__WHAT YOU NEED TO DO__
Starting from the top of the entries below and ending with the line containing "box: [21, 8, 80, 44]", restate every line word for word, pictures omitted.

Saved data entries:
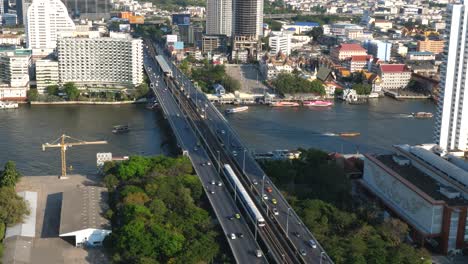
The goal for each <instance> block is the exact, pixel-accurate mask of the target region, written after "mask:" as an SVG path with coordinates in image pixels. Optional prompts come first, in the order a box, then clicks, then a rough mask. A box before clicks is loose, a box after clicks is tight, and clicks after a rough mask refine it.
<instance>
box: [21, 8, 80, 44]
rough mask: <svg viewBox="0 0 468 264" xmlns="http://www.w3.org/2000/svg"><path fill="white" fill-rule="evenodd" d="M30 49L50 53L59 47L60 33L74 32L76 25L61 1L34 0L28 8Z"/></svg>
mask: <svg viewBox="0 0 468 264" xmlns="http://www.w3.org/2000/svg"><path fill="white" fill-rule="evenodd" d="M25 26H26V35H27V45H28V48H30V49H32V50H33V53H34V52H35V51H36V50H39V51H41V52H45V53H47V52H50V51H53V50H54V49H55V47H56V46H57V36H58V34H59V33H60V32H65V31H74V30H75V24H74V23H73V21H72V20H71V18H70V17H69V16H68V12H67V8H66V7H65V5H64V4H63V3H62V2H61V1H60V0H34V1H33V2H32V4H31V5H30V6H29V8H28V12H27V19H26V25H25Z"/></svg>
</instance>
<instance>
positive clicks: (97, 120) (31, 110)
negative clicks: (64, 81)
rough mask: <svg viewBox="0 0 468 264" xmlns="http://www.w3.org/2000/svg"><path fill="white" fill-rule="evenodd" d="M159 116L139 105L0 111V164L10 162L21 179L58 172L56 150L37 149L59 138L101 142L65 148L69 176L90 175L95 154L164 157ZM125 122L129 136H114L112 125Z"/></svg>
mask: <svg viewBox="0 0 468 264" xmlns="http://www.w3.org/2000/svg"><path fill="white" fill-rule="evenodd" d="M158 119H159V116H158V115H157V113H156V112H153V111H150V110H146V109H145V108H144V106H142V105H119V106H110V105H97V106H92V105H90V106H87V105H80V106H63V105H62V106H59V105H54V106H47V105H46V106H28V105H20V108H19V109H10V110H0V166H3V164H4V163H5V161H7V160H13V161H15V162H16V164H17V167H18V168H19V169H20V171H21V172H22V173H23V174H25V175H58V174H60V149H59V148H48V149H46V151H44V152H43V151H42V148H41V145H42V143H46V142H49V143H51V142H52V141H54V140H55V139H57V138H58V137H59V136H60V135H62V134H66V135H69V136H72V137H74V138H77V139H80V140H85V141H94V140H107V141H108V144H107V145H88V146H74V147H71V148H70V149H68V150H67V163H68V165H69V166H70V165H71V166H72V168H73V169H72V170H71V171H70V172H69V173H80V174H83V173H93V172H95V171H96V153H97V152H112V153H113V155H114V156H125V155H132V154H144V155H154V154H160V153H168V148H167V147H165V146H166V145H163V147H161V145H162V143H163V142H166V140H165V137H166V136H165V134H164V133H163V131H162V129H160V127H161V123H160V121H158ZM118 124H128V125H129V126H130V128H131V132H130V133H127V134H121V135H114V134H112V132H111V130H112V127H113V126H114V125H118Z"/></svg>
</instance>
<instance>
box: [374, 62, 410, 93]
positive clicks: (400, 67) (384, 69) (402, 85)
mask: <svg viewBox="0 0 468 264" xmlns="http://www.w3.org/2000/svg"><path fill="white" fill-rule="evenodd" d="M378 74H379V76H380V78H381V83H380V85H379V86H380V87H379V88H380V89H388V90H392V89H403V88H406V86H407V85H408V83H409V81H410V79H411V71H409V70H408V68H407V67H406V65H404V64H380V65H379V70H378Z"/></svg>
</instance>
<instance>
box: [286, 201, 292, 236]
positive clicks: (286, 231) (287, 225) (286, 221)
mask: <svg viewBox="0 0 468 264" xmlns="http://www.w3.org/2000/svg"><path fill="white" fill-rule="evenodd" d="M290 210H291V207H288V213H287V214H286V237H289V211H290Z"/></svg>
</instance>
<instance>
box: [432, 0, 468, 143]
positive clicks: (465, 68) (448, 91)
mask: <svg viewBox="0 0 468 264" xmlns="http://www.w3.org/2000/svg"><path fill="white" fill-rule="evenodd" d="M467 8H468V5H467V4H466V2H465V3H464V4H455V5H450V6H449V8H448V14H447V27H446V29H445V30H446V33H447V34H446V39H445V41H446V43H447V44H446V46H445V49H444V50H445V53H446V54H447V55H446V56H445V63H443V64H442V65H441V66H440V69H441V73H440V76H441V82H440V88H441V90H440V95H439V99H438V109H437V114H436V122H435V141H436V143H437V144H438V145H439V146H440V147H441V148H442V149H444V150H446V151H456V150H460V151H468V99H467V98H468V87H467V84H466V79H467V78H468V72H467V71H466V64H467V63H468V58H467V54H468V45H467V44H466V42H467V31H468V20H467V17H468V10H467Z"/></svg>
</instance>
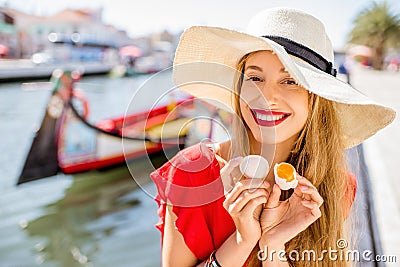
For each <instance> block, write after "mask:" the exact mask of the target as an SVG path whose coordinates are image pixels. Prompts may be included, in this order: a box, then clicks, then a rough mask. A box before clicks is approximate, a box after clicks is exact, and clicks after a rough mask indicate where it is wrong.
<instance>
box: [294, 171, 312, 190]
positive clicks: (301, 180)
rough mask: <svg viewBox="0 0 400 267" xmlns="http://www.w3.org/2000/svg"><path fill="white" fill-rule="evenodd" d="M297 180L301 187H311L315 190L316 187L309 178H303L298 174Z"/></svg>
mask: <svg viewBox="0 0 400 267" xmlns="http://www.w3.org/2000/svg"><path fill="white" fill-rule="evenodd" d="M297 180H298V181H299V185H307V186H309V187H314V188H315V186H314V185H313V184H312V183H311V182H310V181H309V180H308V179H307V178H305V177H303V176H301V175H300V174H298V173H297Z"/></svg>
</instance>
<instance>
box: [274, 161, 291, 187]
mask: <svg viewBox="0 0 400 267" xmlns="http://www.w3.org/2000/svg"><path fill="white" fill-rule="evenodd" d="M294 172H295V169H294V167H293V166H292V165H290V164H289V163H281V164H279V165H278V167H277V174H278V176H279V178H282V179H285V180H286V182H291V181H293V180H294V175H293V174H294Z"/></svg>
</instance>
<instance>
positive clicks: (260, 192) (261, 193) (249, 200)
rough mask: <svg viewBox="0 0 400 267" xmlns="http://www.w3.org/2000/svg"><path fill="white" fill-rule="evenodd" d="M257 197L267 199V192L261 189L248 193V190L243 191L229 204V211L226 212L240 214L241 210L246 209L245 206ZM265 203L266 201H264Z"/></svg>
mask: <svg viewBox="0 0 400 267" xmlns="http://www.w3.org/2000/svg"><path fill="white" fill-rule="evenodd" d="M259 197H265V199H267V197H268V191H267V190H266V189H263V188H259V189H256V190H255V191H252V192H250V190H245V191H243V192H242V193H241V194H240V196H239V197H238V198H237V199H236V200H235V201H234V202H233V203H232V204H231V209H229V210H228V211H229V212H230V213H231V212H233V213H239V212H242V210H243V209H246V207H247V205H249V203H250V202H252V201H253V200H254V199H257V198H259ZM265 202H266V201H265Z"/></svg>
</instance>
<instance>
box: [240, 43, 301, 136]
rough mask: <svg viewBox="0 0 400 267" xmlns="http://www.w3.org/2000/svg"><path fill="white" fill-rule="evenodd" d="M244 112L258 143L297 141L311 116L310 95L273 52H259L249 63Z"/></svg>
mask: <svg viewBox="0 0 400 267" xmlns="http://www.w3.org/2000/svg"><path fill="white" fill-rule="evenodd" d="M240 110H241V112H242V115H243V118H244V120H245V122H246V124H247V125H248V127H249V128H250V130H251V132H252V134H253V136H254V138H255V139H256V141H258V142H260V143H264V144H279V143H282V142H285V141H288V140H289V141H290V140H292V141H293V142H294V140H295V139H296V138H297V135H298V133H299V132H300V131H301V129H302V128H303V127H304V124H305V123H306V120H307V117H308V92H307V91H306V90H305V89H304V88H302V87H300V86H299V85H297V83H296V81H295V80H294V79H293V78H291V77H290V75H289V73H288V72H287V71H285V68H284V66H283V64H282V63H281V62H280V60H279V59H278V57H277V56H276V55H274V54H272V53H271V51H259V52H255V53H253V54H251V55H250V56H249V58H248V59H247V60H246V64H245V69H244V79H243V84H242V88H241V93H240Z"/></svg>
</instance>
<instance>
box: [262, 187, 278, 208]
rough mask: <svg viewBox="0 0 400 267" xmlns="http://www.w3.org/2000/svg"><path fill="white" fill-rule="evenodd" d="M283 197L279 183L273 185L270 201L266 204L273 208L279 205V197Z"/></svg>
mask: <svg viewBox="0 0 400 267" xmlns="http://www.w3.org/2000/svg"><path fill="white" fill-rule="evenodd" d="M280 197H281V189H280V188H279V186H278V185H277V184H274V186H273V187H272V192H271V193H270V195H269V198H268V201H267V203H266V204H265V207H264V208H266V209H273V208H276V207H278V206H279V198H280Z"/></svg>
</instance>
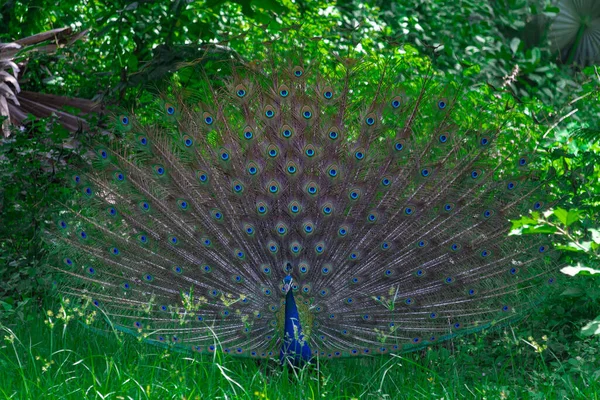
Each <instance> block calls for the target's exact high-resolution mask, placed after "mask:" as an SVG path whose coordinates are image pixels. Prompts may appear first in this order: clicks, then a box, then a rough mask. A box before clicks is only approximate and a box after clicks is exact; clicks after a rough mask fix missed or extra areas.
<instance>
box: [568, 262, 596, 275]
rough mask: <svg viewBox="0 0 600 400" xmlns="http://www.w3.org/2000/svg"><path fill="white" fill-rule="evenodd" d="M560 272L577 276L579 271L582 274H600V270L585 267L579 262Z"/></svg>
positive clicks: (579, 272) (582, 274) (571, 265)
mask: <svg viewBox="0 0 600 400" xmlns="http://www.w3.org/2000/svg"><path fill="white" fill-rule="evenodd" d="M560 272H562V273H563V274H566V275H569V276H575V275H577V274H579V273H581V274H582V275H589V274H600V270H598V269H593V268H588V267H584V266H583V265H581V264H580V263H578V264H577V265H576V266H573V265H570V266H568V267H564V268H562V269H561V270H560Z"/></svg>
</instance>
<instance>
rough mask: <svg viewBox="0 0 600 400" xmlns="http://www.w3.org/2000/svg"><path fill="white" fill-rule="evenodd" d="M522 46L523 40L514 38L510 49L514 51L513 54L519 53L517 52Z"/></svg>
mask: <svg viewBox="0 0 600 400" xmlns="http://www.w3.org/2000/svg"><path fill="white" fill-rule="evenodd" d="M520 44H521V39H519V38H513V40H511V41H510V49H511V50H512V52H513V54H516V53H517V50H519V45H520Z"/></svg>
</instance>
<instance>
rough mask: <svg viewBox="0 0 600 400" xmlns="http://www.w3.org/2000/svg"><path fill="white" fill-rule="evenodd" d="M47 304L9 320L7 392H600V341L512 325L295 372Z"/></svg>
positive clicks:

__TASK ANSWER__
The goal for each <instance> block is the exact, pixel-accurate mask of the target region, written after "mask:" as an SVG path with coordinates in image pixels. Optional prompts come first, in the order a box, then clicks, then a rough mask. A box before clicks is loose, a box after clicks is tight, and clicks after a rough mask refine it.
<instance>
box: [21, 8, 80, 44]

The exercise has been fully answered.